§ **Excerpted passage**
On Being Sane in Insane Places — Rosenhan 1973
Stanford 1973 — the experiment that shook psychiatry
8 Pseudopatients
Rosenhan himself was the first pseudopatient. He was joined by seven others, including a painter, a psychiatrist, a housewife, and another psychologist. Before admission, they all followed a consistent guideline: during their interviews, they were to report hearing voices that said "thud," "empty," and "hollow"—words chosen for their lack of specific meaning in English. Beyond this single symptom, they were instructed to answer all questions about their lives truthfully. Once admitted, their directive was to declare that their symptoms had disappeared and to behave as normally as possible.
Doctors Missed, Patients Saw
Of the twelve hospitals involved, eleven diagnosed the pseudopatients with schizophrenia, while one diagnosed bipolar disorder. The average length of confinement was 19 days. When the pseudopatients took notes, their actions were recorded in their charts as "writing behavior"—a normal activity interpreted as evidence of illness. In one instance, a patient recounted childhood stories, which appeared in their chart as "ambivalent feelings due to unstable family relationships." Yet, remarkably, 25% of the 35 actual patients questioned the pseudopatients, asking, "You're not really sick, are you?" This suggested that those within the system failed to recognize the deception, while those outside it, the fellow patients, often did.
Aftermath and Revelation
One psychiatric hospital reacted with anger to the study, challenging Rosenhan: "Send more pseudopatients. We can identify every single one." Rosenhan agreed, stating he would send them within three months. Three months later, the hospital officially reported that they had suspected 41 out of 193 patients of being pseudopatients. However, Rosenhan had not sent a single one. This revealed that the mechanism of suspicion was not about discerning truth, but rather about generating "suspicion" itself. Decades later, in 2019, journalist Susannah Cahalan investigated Rosenhan's own admission records and discovered discrepancies between the symptoms he reported and those documented in his actual charts. Furthermore, the names and identities of some of the seven other pseudopatients could not be verified. The study's impact, therefore, rests on a foundation of partial truth and partially manipulated data, marking a complex and gray area in the history of science.
Madness in Hanja
The Hanja character "狂 (gwang)" is formed by combining "犭 (gwae)," meaning "dog" or "beast," with "王 (wang)," meaning "king." Its original interpretation was "a beast acting like a king." This etymology raises a fundamental question: who is considered mad in any given society? This was precisely the inquiry Rosenhan brought to American psychiatric hospitals in 1973. His work suggested that madness might not be an objective medical fact, but rather a social label. Yet, it is also undeniable that genuine mental illness exists. The character 狂 itself embodies this duality; in ancient times, concepts of divinity and madness were sometimes represented by the same written character. The boundary between reason and madness, therefore, may not be as distinct as we often perceive it to be.

§ **Activity**
Transcribe the article on the Rosenhan study word for word, starting at "Doctors Missed, Patients" and ending at "patients, often did.".

[Stored items]
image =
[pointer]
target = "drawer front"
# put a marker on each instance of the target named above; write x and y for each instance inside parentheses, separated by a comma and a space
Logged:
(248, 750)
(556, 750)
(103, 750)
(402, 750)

§ **Output for this exercise**
Doctors Missed, Patients Saw
Of the twelve hospitals involved, eleven diagnosed the pseudopatients with schizophrenia, while one diagnosed bipolar disorder. The average length of confinement was 19 days. When the pseudopatients took notes, their actions were recorded in their charts as "writing behavior"—a normal activity interpreted as evidence of illness. In one instance, a patient recounted childhood stories, which appeared in their chart as "ambivalent feelings due to unstable family relationships." Yet, remarkably, 25% of the 35 actual patients questioned the pseudopatients, asking, "You're not really sick, are you?" This suggested that those within the system failed to recognize the deception, while those outside it, the fellow patients, often did.